Activity: No pictures in the copy, please: retype all the records exactly.

Provided data below:

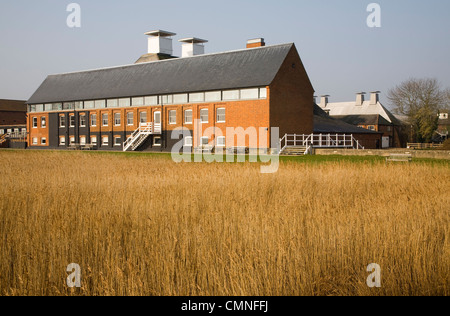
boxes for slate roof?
[27,43,294,104]
[0,99,27,112]
[313,105,380,134]
[333,114,392,126]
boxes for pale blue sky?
[0,0,449,108]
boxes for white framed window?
[0,129,4,135]
[91,114,97,127]
[114,113,121,126]
[102,136,109,146]
[259,87,267,99]
[80,115,86,127]
[240,88,259,100]
[168,110,177,125]
[144,96,159,106]
[84,101,95,109]
[184,136,193,147]
[174,94,188,104]
[70,116,75,127]
[200,109,209,123]
[119,98,131,108]
[161,95,173,105]
[91,136,97,145]
[131,97,144,107]
[153,136,161,146]
[41,138,47,145]
[95,100,106,109]
[216,108,226,123]
[114,137,122,146]
[216,136,226,147]
[189,93,205,103]
[205,91,222,102]
[102,113,108,126]
[80,136,86,146]
[140,111,147,125]
[32,117,38,128]
[59,136,66,146]
[127,112,134,125]
[184,110,193,124]
[107,99,118,108]
[41,117,46,128]
[223,90,240,101]
[368,125,376,131]
[70,136,75,145]
[32,137,38,145]
[201,137,209,147]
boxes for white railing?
[123,123,158,151]
[280,134,364,153]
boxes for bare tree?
[388,78,444,143]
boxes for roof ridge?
[49,43,294,77]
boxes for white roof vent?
[145,30,176,55]
[179,37,208,58]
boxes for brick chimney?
[370,91,380,105]
[247,38,265,49]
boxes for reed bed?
[0,151,448,296]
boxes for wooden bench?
[81,144,96,151]
[386,153,413,163]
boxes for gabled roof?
[313,104,380,134]
[320,100,401,126]
[0,99,27,112]
[27,43,294,104]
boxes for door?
[154,111,161,133]
[382,137,390,149]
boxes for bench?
[81,144,96,151]
[386,153,413,163]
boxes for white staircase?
[0,133,10,145]
[123,123,160,151]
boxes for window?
[32,117,38,128]
[184,110,193,124]
[7,129,12,133]
[259,87,267,99]
[185,136,193,147]
[127,112,134,125]
[131,97,144,107]
[119,98,131,108]
[114,137,122,146]
[168,110,177,125]
[36,104,44,112]
[80,136,86,146]
[60,137,66,146]
[189,93,205,103]
[223,90,240,101]
[41,117,46,128]
[95,100,106,109]
[216,108,226,123]
[0,129,4,135]
[63,103,75,110]
[91,136,97,145]
[144,96,159,106]
[216,136,226,147]
[240,88,259,100]
[153,136,161,146]
[102,113,108,126]
[84,101,95,109]
[161,95,173,105]
[200,109,209,123]
[80,115,86,127]
[114,113,121,126]
[29,105,37,112]
[205,91,222,102]
[107,99,118,108]
[91,114,97,127]
[102,136,109,146]
[201,137,209,147]
[140,112,147,125]
[173,94,188,104]
[41,138,47,145]
[32,138,38,145]
[368,125,376,131]
[387,126,392,132]
[70,136,75,145]
[70,116,75,127]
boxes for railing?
[280,134,364,153]
[123,123,156,151]
[407,143,444,149]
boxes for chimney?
[313,96,317,104]
[370,91,380,105]
[247,38,265,49]
[320,95,330,108]
[145,30,176,55]
[356,92,366,106]
[178,38,208,58]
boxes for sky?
[0,0,449,108]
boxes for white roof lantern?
[179,37,208,58]
[145,30,176,55]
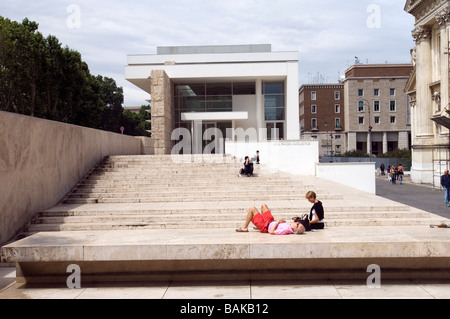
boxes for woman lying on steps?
[235,204,305,235]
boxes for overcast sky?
[0,0,415,106]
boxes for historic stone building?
[299,84,345,156]
[405,0,450,185]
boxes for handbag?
[293,214,311,232]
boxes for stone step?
[63,195,340,204]
[38,205,414,217]
[67,190,306,199]
[32,210,431,225]
[83,174,276,180]
[71,186,326,193]
[26,217,448,232]
[62,194,345,204]
[76,180,311,187]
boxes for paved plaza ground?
[376,175,450,220]
[0,266,449,299]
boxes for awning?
[431,115,450,129]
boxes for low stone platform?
[2,155,450,284]
[2,226,450,283]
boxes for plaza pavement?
[1,265,450,299]
[376,175,450,220]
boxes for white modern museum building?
[125,44,300,155]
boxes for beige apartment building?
[344,64,413,156]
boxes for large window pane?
[205,96,232,112]
[264,95,285,108]
[175,84,205,97]
[206,83,232,96]
[265,107,285,121]
[263,82,284,94]
[233,82,256,95]
[180,96,205,112]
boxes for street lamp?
[361,99,372,156]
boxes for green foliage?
[340,150,370,158]
[0,16,148,136]
[121,105,151,137]
[381,148,412,159]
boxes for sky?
[0,0,416,106]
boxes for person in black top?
[305,191,325,230]
[238,156,254,177]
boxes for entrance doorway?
[266,122,285,140]
[202,121,232,154]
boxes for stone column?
[383,132,388,154]
[256,79,263,141]
[347,132,357,152]
[412,26,434,136]
[437,10,450,116]
[398,131,409,150]
[151,70,174,155]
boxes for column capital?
[436,8,450,27]
[412,26,432,43]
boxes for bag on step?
[293,214,311,232]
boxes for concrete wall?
[226,140,376,194]
[0,111,147,245]
[316,162,376,194]
[225,140,319,176]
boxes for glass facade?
[173,80,286,140]
[263,82,285,121]
[173,82,256,129]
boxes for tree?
[0,16,128,135]
[98,76,124,132]
[121,105,151,137]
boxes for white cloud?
[0,0,415,102]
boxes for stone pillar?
[366,132,371,155]
[256,79,263,141]
[347,132,357,152]
[151,70,174,155]
[410,26,435,184]
[412,26,433,136]
[383,132,388,154]
[398,131,409,150]
[437,11,450,116]
[192,120,203,155]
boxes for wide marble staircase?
[2,155,450,284]
[23,155,443,232]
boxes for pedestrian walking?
[390,166,397,184]
[441,170,450,207]
[397,164,404,185]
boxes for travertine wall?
[0,111,147,245]
[151,70,174,155]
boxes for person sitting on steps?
[238,156,254,177]
[306,191,325,230]
[236,204,305,235]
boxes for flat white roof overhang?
[181,112,248,122]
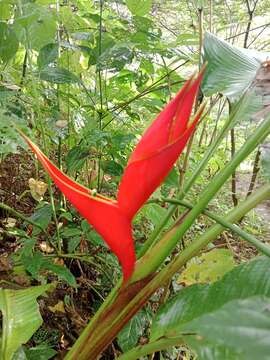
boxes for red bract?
[118,72,204,219]
[20,70,204,282]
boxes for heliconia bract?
[20,69,205,282]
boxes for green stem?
[97,0,103,192]
[39,125,62,253]
[117,336,185,360]
[0,202,46,233]
[151,198,270,257]
[66,184,270,360]
[134,113,270,280]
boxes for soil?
[236,171,270,240]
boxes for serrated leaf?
[45,263,76,287]
[66,145,89,173]
[23,344,57,360]
[126,0,152,16]
[0,285,51,360]
[28,204,52,235]
[142,203,173,229]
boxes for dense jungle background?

End of Provided data.

Answer for the task:
boxes for slate roof?
[27,43,294,104]
[0,99,27,112]
[313,105,380,134]
[333,114,392,126]
boxes for pale blue sky?
[0,0,449,108]
boxes for white framed window?
[0,129,4,135]
[91,114,97,127]
[114,113,121,126]
[102,136,109,146]
[259,87,267,99]
[80,115,86,127]
[240,88,259,100]
[168,110,177,125]
[144,96,159,106]
[84,101,95,109]
[184,136,193,147]
[174,94,188,104]
[70,116,75,127]
[200,109,209,123]
[119,98,131,108]
[161,95,173,105]
[91,136,97,145]
[131,97,144,107]
[153,136,161,146]
[41,138,47,145]
[95,100,106,109]
[216,108,226,123]
[114,137,122,146]
[216,136,226,147]
[189,93,205,103]
[205,91,222,102]
[102,113,108,126]
[80,136,86,146]
[140,111,147,125]
[32,117,38,128]
[59,136,66,146]
[127,112,134,125]
[184,110,193,124]
[107,99,118,108]
[41,117,46,128]
[223,90,240,101]
[368,125,376,131]
[70,136,75,145]
[32,137,38,145]
[201,137,209,147]
boxes for white railing?
[123,123,158,151]
[280,134,364,153]
boxes for bare tree?
[388,78,444,143]
boxes for roof ridge?
[49,43,294,77]
boxes for white roof vent?
[145,30,176,55]
[179,37,208,58]
boxes for brick chimney?
[370,91,380,105]
[247,38,265,49]
boxes for reed bed?
[0,151,448,296]
boxes for wooden bench?
[81,144,96,151]
[386,153,413,163]
boxes for gabled roof?
[313,104,380,134]
[320,100,401,126]
[0,99,27,112]
[27,43,294,104]
boxes for door?
[154,111,161,133]
[382,137,390,149]
boxes for bench?
[81,144,96,151]
[386,153,413,163]
boxes for white staircase?
[0,133,10,145]
[123,123,160,151]
boxes for window?
[32,117,38,128]
[184,110,193,124]
[7,129,12,133]
[259,87,267,99]
[185,136,193,147]
[127,112,134,125]
[131,97,144,107]
[119,98,131,108]
[114,137,122,146]
[168,110,177,125]
[36,104,44,112]
[80,136,86,146]
[60,137,66,146]
[189,93,205,103]
[223,90,240,101]
[41,117,46,128]
[95,100,106,109]
[216,108,226,123]
[0,129,4,135]
[63,103,75,110]
[91,136,97,145]
[144,96,159,106]
[216,136,226,147]
[240,88,259,100]
[153,136,161,146]
[102,113,108,126]
[84,101,95,109]
[161,95,173,105]
[200,109,209,123]
[80,115,86,127]
[114,113,121,126]
[29,105,37,112]
[205,91,222,102]
[107,99,118,108]
[91,114,97,127]
[102,136,109,146]
[201,137,209,147]
[140,112,147,125]
[173,94,188,104]
[41,138,47,145]
[32,138,38,145]
[368,125,376,131]
[387,126,392,132]
[70,136,75,145]
[70,116,75,127]
boxes for railing?
[280,134,364,153]
[123,123,156,151]
[407,143,444,149]
boxes for chimney?
[313,96,317,104]
[370,91,380,105]
[247,38,265,49]
[320,95,330,108]
[145,30,176,55]
[356,92,366,106]
[178,38,208,58]
boxes for sky?
[0,0,449,108]
boxes for white roof lantern?
[179,37,208,58]
[145,30,176,55]
boxes for woman lying on steps?
[235,204,305,235]
boxes for overcast sky?
[0,0,415,106]
boxes for historic stone building?
[299,84,345,156]
[405,0,450,185]
boxes for handbag?
[293,214,311,232]
boxes for stone step?
[63,195,340,204]
[38,205,414,217]
[67,190,306,199]
[32,210,431,225]
[83,174,276,180]
[71,186,326,193]
[26,217,448,232]
[62,194,345,204]
[76,180,311,187]
boxes for paved plaza ground?
[376,175,450,220]
[0,266,449,299]
boxes for awning?
[431,115,450,129]
boxes for low stone platform?
[2,155,450,284]
[2,226,450,283]
boxes for plaza pavement?
[1,265,450,299]
[376,175,450,220]
boxes for white modern museum building?
[125,44,300,155]
boxes for beige apartment building?
[344,64,413,156]
boxes for large window pane?
[205,96,232,112]
[264,95,285,108]
[175,84,205,97]
[206,83,232,96]
[265,107,285,121]
[263,82,284,94]
[233,82,256,95]
[180,96,205,112]
boxes for street lamp?
[361,99,372,156]
boxes for green foliage?
[340,150,370,158]
[0,16,148,136]
[121,105,151,137]
[381,148,412,159]
boxes for sky?
[0,0,416,106]
boxes for person in black top?
[305,191,325,230]
[238,156,254,177]
boxes for entrance doorway?
[266,122,285,140]
[202,121,232,154]
boxes for stone column?
[383,132,388,154]
[256,79,263,141]
[347,132,357,152]
[412,26,434,136]
[437,10,450,116]
[398,131,409,150]
[151,70,174,155]
boxes for column capital?
[436,8,450,27]
[412,26,432,43]
boxes for bag on step?
[293,214,311,232]
boxes for concrete wall?
[226,140,376,194]
[0,111,147,245]
[316,162,376,194]
[225,140,319,176]
boxes for glass facade?
[173,80,286,140]
[263,82,285,121]
[173,82,256,129]
boxes for tree?
[0,16,128,135]
[98,76,124,132]
[121,105,151,137]
boxes for white cloud?
[0,0,415,102]
boxes for stone pillar?
[366,132,371,155]
[256,79,263,141]
[347,132,357,152]
[151,70,174,155]
[410,26,435,184]
[412,26,433,136]
[383,132,388,154]
[398,131,409,150]
[437,11,450,116]
[192,120,203,155]
boxes for wide marble staircase?
[2,155,450,284]
[23,155,443,232]
boxes for pedestrian walking?
[390,166,397,184]
[441,170,450,207]
[397,164,404,185]
boxes for travertine wall?
[0,111,147,245]
[151,70,174,155]
boxes for person sitting on steps?
[238,156,254,177]
[306,191,325,230]
[236,204,305,235]
boxes for flat white roof overhang?
[181,112,248,122]
boxes for red bract?
[118,72,204,219]
[20,70,204,282]
boxes for heliconia bract?
[20,69,205,282]
boxes for green stem?
[97,0,103,192]
[39,125,62,253]
[117,336,185,360]
[0,202,46,233]
[151,198,270,257]
[66,184,270,360]
[134,113,270,280]
boxes for soil?
[236,171,270,240]
boxes for serrated leaf?
[45,263,76,287]
[66,145,89,173]
[23,344,57,360]
[126,0,152,16]
[0,285,51,360]
[28,204,52,235]
[142,203,173,229]
boxes for dense jungle background?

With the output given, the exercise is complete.